## TASK STATEMENT
Copy out the listing exactly.
_____
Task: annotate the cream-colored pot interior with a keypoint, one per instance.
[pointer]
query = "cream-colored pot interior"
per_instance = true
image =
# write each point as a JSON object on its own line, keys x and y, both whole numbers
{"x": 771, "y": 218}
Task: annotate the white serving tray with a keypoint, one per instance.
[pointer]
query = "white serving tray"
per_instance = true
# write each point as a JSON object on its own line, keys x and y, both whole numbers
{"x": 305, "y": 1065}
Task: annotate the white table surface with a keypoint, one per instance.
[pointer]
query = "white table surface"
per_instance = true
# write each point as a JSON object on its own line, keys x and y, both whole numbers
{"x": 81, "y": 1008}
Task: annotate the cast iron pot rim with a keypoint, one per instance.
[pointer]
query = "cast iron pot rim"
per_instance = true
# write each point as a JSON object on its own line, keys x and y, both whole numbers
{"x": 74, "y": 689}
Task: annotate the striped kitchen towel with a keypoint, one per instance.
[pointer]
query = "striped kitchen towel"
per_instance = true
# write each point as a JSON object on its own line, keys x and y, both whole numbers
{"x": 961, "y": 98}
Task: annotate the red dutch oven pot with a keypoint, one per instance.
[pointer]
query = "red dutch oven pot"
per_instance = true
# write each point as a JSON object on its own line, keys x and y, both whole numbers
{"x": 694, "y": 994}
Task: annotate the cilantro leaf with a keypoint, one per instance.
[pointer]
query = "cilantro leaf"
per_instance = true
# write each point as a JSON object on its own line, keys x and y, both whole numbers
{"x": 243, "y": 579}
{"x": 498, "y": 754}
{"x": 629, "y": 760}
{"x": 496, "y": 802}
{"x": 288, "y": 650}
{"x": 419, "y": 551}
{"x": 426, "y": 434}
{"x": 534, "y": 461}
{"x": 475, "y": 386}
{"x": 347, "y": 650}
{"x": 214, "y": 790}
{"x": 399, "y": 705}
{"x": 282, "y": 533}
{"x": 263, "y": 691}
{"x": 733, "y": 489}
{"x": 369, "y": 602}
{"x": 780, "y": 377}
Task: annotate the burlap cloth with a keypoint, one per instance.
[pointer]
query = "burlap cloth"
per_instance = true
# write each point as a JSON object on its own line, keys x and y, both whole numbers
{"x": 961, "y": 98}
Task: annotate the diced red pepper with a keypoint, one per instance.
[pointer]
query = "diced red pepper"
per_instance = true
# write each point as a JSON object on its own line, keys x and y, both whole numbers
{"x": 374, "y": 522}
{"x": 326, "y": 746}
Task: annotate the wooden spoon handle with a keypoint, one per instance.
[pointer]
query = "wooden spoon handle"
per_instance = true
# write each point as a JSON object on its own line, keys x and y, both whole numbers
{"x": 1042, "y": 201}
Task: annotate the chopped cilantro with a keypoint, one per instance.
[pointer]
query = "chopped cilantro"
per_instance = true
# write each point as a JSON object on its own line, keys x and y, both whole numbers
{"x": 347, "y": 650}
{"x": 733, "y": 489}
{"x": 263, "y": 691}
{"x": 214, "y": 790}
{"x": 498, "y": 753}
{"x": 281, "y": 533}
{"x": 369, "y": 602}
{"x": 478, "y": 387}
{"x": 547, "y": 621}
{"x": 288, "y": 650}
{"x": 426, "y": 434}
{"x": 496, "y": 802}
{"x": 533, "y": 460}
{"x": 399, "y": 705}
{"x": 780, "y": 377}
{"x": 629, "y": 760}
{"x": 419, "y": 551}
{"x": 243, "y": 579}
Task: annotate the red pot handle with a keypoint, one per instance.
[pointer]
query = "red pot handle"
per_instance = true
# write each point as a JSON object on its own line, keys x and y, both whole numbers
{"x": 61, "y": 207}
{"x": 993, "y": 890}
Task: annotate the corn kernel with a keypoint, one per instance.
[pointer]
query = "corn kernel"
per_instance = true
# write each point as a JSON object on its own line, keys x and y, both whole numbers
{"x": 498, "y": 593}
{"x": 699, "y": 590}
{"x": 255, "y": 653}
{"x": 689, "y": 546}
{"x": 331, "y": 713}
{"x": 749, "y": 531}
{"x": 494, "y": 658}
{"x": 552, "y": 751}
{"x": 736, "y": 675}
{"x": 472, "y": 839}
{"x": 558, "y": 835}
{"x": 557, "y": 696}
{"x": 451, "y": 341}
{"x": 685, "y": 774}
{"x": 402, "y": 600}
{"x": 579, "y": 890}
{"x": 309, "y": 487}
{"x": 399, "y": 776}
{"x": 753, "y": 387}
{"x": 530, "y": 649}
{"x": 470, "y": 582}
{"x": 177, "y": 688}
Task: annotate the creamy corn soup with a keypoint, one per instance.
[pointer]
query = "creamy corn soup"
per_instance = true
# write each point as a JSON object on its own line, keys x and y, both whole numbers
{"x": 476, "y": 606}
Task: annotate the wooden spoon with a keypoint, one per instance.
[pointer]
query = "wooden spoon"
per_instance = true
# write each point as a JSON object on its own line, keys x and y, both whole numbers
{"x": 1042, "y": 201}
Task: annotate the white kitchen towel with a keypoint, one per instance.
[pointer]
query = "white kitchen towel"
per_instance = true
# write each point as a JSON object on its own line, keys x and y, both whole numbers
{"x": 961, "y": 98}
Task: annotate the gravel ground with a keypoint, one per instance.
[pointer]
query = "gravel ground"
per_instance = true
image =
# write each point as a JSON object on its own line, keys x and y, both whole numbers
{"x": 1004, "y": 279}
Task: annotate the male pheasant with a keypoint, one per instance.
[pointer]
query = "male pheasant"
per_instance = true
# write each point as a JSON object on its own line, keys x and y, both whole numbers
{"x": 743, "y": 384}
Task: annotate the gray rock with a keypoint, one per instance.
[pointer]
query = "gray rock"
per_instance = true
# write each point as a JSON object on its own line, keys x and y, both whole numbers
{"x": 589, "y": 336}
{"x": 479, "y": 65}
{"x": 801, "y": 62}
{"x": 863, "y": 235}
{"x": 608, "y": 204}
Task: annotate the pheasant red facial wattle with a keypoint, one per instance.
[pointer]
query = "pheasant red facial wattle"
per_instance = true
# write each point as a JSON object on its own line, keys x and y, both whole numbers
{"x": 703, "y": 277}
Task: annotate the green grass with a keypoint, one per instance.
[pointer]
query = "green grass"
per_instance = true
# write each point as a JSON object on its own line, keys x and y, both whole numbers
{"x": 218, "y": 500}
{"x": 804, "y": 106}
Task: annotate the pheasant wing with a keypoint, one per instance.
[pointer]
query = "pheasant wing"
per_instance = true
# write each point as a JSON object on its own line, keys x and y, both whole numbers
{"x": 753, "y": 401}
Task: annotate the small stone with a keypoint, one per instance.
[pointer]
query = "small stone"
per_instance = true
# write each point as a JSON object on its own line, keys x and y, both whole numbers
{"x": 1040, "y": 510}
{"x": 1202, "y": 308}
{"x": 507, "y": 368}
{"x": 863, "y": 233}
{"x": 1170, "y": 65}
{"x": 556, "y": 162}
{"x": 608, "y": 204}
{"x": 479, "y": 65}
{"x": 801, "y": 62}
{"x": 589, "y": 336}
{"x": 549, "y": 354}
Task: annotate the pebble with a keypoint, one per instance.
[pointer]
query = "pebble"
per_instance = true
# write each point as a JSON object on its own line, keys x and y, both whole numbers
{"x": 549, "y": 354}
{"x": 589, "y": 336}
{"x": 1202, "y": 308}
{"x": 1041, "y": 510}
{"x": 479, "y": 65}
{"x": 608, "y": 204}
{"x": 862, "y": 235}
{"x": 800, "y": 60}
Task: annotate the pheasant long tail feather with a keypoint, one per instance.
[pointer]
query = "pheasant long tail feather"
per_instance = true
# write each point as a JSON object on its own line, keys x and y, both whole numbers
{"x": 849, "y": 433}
_____
## FINAL ANSWER
Task: annotate the cream-colored pot interior with a keypoint, one per instance.
[pointer]
query = "cream-colored pot interior"
per_instance = true
image =
# write each point as a JSON object on its own line, keys x and y, both whole numbers
{"x": 771, "y": 218}
Task: annotate the white serving tray with a keypoint, one per instance.
[pointer]
query = "white serving tray"
per_instance = true
# write each point as a JSON object on its own line, keys x and y, both whole numbers
{"x": 305, "y": 1065}
Task: annotate the white table surface with a keypoint, one per instance.
[pointer]
query = "white table surface"
per_instance = true
# write each point as a JSON object on its own line, keys x and y, both whole numbers
{"x": 81, "y": 1008}
Task: annotate the cast iron pot rim with a keypoint, one per instance.
[pointer]
query = "cast iron pot rim"
per_instance = true
# write each point as a JSON object on its own line, keys x and y, both whole numbers
{"x": 74, "y": 689}
Task: annotate the striped kitchen towel with a keypoint, one per instance.
[pointer]
query = "striped kitchen towel"
per_instance = true
# write each point as a JSON object on its own line, keys x and y, both whole numbers
{"x": 961, "y": 98}
Task: annotate the red dutch oven pot with a keypoint, one per instance.
[pointer]
query = "red dutch oven pot"
per_instance = true
# write each point as a JSON object on its own line, keys x and y, both whole numbers
{"x": 694, "y": 994}
Task: annotate the cilantro leaf with a keypoint, one per instance.
[pointer]
query = "cilantro leaf"
per_instance = true
# write each point as a JSON object on its own line, keys x and y, both whole numbers
{"x": 243, "y": 579}
{"x": 498, "y": 754}
{"x": 629, "y": 760}
{"x": 496, "y": 802}
{"x": 288, "y": 650}
{"x": 419, "y": 551}
{"x": 426, "y": 434}
{"x": 534, "y": 461}
{"x": 475, "y": 386}
{"x": 347, "y": 650}
{"x": 214, "y": 790}
{"x": 399, "y": 705}
{"x": 282, "y": 533}
{"x": 263, "y": 691}
{"x": 733, "y": 489}
{"x": 369, "y": 602}
{"x": 780, "y": 377}
Task: annotate the burlap cloth with a keypoint, one per instance.
[pointer]
query = "burlap cloth"
per_instance = true
# write each point as a JSON object on its own line, keys x and y, both whole numbers
{"x": 961, "y": 98}
Task: annotate the diced red pepper with a keypoint, one per instance.
[pointer]
query = "diced red pepper"
per_instance = true
# write each point as a JSON object on its own line, keys x and y, both whole numbers
{"x": 374, "y": 522}
{"x": 326, "y": 746}
Task: annotate the wooden spoon handle with a keypoint, one per instance.
[pointer]
query = "wooden spoon handle"
per_instance = true
# write each point as a JSON object on its own line, keys x and y, both whole numbers
{"x": 1042, "y": 201}
Task: annotate the chopped cilantro with a keypoint, one per instance.
[pointer]
query = "chopped cilantro"
per_instance = true
# write each point as a JSON object on its own line, keys x and y, both whole numbers
{"x": 347, "y": 650}
{"x": 733, "y": 489}
{"x": 263, "y": 691}
{"x": 214, "y": 790}
{"x": 498, "y": 753}
{"x": 281, "y": 533}
{"x": 369, "y": 602}
{"x": 478, "y": 387}
{"x": 547, "y": 621}
{"x": 288, "y": 650}
{"x": 426, "y": 434}
{"x": 496, "y": 802}
{"x": 533, "y": 460}
{"x": 399, "y": 705}
{"x": 780, "y": 377}
{"x": 629, "y": 760}
{"x": 419, "y": 551}
{"x": 243, "y": 579}
Task: annotate the red pot handle with a keypoint, one per instance.
[pointer]
query = "red pot handle"
per_instance = true
# write each point as a JSON object on its own line, keys x and y, both whole numbers
{"x": 61, "y": 207}
{"x": 993, "y": 890}
Task: annotate the corn kernel with a keypoint, one per instance.
[pointer]
query = "corn kernel"
per_instance = true
# write each point as a JSON object on its own line, keys x and y, both whole numbers
{"x": 498, "y": 593}
{"x": 699, "y": 590}
{"x": 255, "y": 653}
{"x": 689, "y": 546}
{"x": 331, "y": 713}
{"x": 749, "y": 531}
{"x": 494, "y": 658}
{"x": 552, "y": 751}
{"x": 736, "y": 675}
{"x": 472, "y": 839}
{"x": 558, "y": 835}
{"x": 557, "y": 696}
{"x": 451, "y": 341}
{"x": 685, "y": 774}
{"x": 402, "y": 600}
{"x": 579, "y": 890}
{"x": 309, "y": 487}
{"x": 399, "y": 776}
{"x": 753, "y": 387}
{"x": 530, "y": 649}
{"x": 470, "y": 582}
{"x": 177, "y": 688}
Task: annotate the creamy corn soup with a keypoint, one per instance.
[pointer]
query = "creamy corn soup"
per_instance = true
# write each point as a JSON object on its own line, keys x and y, both whole numbers
{"x": 476, "y": 606}
Task: annotate the wooden spoon with a keypoint, one per instance.
[pointer]
query = "wooden spoon"
per_instance = true
# write each point as a JSON object on its own line, keys x and y, both whole numbers
{"x": 1042, "y": 201}
Task: annotate the white kitchen towel with a keypoint, one per instance.
[pointer]
query = "white kitchen towel"
per_instance = true
# write each point as a JSON object on its own line, keys x and y, both whole numbers
{"x": 961, "y": 98}
Task: annotate the gravel ground with a keypoint, one per instance.
[pointer]
query = "gravel ground"
per_instance = true
image =
# write each point as a JSON object on its own line, keys x and y, both whole numbers
{"x": 1004, "y": 279}
Task: annotate the male pheasant with a keypoint, one per instance.
[pointer]
query = "male pheasant"
per_instance = true
# write each point as a JSON object on its own line, keys x and y, both whole numbers
{"x": 743, "y": 384}
Task: annotate the gray rock with a keypoint, one per instance.
[pointer]
query = "gray rock"
per_instance = true
# write each point as a JSON object on its own line, keys x and y, both whole numbers
{"x": 589, "y": 336}
{"x": 479, "y": 65}
{"x": 801, "y": 62}
{"x": 863, "y": 235}
{"x": 608, "y": 204}
Task: annotate the pheasant red facial wattle with a keypoint, one per instance.
[pointer]
query = "pheasant red facial wattle"
per_instance = true
# write each point as a JSON object on its own line, keys x and y, both whole numbers
{"x": 703, "y": 277}
Task: annotate the green grass with a keypoint, one per instance.
[pointer]
query = "green grass"
per_instance = true
# write each point as a JSON object on its own line, keys x and y, both whole numbers
{"x": 218, "y": 500}
{"x": 804, "y": 106}
Task: annotate the pheasant wing with a keypoint, one per instance.
[pointer]
query = "pheasant wing"
per_instance = true
# write each point as a JSON object on its own line, keys x and y, both whole numbers
{"x": 753, "y": 401}
Task: annotate the small stone with a keypoint, one per instance.
[pointer]
query = "small stone"
per_instance = true
# write each point as a JSON object on its own line, keys x and y, both whole numbers
{"x": 1040, "y": 510}
{"x": 1202, "y": 308}
{"x": 507, "y": 368}
{"x": 863, "y": 233}
{"x": 1170, "y": 65}
{"x": 556, "y": 162}
{"x": 608, "y": 204}
{"x": 479, "y": 65}
{"x": 801, "y": 62}
{"x": 589, "y": 336}
{"x": 549, "y": 354}
Task: annotate the pebble with a keypoint, one per instance.
[pointer]
query = "pebble"
per_instance = true
# write each point as a JSON object on its own line, keys x and y, both whole numbers
{"x": 549, "y": 354}
{"x": 589, "y": 336}
{"x": 1202, "y": 308}
{"x": 1041, "y": 510}
{"x": 479, "y": 65}
{"x": 608, "y": 204}
{"x": 862, "y": 235}
{"x": 800, "y": 60}
Task: annotate the pheasant long tail feather with a keypoint, one per instance.
[pointer]
query = "pheasant long tail feather"
per_instance = true
# write each point as a JSON object on its own line, keys x and y, both whole numbers
{"x": 849, "y": 433}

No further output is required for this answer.